*Given data*:
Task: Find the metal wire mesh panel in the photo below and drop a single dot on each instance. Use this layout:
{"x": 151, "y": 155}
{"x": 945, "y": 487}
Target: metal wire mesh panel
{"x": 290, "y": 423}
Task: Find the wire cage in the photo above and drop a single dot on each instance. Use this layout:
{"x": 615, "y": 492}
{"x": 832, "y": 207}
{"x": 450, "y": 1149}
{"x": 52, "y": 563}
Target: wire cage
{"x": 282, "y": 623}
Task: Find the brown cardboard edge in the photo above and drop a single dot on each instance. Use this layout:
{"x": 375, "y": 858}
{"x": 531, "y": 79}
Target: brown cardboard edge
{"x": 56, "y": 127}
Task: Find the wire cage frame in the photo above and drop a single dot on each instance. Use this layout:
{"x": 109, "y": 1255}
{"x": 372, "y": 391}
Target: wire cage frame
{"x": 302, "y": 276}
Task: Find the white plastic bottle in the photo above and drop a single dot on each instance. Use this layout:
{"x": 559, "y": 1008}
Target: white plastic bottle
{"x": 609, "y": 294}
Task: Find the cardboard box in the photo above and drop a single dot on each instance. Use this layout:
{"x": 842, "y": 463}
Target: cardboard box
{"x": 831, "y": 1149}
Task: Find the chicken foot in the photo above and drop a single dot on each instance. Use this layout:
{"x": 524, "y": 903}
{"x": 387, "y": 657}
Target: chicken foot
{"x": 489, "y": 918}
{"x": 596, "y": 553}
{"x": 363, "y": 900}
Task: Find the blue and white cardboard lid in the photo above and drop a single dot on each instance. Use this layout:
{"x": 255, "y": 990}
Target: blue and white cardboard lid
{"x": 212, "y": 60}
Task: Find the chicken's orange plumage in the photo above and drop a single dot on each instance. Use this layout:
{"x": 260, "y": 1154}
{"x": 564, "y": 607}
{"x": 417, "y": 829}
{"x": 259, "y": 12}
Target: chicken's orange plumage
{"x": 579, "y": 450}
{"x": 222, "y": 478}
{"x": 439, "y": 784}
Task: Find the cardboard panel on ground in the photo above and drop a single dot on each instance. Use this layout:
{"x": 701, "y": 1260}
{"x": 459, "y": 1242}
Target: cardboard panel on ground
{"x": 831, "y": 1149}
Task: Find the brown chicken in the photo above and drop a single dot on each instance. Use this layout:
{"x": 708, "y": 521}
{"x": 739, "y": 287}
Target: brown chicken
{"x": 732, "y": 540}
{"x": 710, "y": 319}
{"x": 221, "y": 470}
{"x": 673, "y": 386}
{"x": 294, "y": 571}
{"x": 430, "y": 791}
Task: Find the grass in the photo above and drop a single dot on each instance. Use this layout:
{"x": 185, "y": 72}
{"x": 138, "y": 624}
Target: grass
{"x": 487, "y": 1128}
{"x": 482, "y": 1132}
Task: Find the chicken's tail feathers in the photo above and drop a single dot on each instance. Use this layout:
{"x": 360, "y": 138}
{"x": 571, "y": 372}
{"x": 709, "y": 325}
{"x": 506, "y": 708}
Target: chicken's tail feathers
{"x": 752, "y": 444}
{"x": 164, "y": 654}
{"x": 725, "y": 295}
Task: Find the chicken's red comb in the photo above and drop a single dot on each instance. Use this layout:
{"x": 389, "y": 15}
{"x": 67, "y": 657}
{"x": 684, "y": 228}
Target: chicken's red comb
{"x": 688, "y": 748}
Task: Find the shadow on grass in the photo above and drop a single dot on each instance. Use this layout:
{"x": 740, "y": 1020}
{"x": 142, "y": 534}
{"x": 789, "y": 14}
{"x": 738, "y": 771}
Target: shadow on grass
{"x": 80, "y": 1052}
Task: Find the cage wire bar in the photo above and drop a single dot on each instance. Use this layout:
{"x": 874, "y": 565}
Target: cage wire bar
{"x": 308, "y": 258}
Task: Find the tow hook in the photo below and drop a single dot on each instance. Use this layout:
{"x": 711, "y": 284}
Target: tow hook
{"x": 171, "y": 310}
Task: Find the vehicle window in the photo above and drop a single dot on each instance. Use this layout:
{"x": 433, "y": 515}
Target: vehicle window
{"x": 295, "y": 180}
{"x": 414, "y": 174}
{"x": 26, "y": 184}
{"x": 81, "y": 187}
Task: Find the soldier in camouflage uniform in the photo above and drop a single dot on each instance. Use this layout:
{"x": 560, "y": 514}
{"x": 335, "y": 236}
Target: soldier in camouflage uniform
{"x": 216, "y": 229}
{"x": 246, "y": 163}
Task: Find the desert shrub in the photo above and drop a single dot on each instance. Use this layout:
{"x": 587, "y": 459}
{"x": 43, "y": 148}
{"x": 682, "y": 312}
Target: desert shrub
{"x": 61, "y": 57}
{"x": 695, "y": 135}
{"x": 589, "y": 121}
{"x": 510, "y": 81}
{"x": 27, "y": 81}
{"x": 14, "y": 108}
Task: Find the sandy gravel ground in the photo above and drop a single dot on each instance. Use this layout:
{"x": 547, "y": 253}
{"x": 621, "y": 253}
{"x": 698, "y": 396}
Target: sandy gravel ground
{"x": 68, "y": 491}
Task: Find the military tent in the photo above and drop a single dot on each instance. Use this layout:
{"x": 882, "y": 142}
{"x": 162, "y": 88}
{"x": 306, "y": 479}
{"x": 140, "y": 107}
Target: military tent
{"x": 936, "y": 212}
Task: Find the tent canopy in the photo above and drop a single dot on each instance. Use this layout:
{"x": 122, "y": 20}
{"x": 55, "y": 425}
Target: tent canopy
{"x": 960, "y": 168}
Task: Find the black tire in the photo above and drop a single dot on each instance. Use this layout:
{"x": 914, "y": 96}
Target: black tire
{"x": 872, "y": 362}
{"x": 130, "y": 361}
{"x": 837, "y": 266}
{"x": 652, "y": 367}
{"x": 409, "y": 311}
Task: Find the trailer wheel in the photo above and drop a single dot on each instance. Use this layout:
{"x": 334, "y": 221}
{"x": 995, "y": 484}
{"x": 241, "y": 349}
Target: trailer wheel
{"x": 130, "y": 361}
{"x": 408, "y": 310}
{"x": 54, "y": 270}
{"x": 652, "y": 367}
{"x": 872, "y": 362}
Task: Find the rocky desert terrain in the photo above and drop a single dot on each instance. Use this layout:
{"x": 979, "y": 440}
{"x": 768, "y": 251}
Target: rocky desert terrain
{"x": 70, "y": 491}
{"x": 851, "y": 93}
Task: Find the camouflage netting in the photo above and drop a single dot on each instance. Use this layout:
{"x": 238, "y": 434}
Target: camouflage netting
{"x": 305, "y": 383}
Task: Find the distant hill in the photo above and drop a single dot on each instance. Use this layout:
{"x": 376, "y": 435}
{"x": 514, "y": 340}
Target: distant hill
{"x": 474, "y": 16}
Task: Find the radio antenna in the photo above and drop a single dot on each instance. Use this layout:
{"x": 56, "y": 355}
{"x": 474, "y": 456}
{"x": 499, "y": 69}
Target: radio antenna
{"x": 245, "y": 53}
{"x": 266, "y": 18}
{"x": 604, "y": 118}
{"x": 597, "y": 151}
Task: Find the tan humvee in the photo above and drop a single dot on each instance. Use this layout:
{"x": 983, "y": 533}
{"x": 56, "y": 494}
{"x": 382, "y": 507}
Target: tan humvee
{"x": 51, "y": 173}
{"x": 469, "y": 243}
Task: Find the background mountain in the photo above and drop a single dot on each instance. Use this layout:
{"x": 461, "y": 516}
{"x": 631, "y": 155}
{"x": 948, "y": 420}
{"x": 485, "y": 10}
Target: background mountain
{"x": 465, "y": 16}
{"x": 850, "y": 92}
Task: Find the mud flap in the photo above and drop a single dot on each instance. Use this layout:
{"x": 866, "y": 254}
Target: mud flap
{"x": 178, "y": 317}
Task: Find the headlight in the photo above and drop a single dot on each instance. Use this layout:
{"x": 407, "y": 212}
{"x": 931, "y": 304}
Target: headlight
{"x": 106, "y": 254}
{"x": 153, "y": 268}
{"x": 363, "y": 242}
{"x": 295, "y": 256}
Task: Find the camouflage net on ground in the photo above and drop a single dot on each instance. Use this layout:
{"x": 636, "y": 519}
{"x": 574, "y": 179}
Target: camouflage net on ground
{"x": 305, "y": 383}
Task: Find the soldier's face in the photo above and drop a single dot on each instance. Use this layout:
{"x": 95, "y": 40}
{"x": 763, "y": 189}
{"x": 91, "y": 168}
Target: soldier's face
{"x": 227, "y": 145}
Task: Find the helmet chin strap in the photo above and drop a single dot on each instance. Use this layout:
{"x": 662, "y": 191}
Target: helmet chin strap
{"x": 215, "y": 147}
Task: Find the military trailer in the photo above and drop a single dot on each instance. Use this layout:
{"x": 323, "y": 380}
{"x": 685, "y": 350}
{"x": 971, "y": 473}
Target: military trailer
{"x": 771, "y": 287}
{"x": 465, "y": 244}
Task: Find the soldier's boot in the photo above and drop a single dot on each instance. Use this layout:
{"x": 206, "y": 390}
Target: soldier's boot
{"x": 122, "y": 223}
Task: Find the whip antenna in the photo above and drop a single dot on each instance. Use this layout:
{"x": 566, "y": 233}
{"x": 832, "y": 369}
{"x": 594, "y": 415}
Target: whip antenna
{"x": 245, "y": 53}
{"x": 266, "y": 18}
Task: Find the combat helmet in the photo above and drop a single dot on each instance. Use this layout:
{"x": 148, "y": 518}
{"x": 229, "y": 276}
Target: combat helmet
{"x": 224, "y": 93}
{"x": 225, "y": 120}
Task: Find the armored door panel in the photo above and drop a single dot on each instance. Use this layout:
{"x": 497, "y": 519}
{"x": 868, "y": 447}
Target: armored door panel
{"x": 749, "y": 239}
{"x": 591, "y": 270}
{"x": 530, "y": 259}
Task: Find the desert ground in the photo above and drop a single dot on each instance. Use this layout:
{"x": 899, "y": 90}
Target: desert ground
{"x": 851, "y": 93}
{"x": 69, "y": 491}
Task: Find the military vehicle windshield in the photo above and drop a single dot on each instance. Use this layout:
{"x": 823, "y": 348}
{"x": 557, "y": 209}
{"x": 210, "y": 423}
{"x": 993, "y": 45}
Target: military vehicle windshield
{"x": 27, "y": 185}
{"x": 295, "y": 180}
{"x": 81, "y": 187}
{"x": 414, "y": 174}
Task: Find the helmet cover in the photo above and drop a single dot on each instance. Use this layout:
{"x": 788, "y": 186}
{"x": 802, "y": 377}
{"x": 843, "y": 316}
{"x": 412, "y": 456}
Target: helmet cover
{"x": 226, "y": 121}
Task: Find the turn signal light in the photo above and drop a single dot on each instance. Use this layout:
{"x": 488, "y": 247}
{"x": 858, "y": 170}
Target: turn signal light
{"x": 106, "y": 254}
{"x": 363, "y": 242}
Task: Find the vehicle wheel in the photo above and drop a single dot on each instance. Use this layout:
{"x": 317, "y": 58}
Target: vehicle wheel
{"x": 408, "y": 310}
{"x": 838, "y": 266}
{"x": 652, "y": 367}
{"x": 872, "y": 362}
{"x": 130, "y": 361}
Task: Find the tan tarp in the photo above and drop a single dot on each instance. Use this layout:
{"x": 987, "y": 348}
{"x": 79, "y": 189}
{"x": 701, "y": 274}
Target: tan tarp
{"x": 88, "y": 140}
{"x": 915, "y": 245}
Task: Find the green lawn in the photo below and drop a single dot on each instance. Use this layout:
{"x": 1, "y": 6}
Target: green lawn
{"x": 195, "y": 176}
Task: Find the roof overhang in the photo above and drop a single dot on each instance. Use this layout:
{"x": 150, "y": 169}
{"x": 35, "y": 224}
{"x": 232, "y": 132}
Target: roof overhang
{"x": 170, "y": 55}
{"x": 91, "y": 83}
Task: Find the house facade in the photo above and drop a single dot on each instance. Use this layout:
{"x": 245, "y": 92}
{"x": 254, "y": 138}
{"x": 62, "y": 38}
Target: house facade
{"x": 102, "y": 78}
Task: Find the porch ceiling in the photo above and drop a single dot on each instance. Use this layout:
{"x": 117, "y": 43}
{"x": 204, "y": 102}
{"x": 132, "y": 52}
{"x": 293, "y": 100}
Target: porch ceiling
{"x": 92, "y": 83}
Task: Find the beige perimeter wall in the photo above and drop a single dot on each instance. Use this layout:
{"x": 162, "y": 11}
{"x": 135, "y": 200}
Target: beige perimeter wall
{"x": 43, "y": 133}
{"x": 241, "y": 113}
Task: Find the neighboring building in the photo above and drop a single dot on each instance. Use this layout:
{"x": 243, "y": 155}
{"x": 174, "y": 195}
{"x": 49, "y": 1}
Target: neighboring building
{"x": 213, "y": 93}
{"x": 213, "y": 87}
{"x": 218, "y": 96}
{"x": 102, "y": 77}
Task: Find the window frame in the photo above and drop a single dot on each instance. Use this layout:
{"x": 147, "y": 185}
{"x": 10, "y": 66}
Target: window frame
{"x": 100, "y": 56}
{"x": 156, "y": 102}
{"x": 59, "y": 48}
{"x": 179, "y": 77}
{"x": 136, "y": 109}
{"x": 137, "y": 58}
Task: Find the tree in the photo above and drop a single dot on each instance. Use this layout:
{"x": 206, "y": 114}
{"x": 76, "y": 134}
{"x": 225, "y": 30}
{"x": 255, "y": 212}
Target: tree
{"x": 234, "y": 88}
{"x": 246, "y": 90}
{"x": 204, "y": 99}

*Work to be completed*:
What are the lines above that hold the string "below"? Copy them.

*Response area*:
Task: Find the metal wire mesh panel in the photo below and drop a single dot on each instance. Use this layout:
Task: Find the tow hook in the photo below and drop a single dot on each instance. Use this layout:
Task: Find the green lawn in the photo below and drop a single dot on each instance. Use this layout:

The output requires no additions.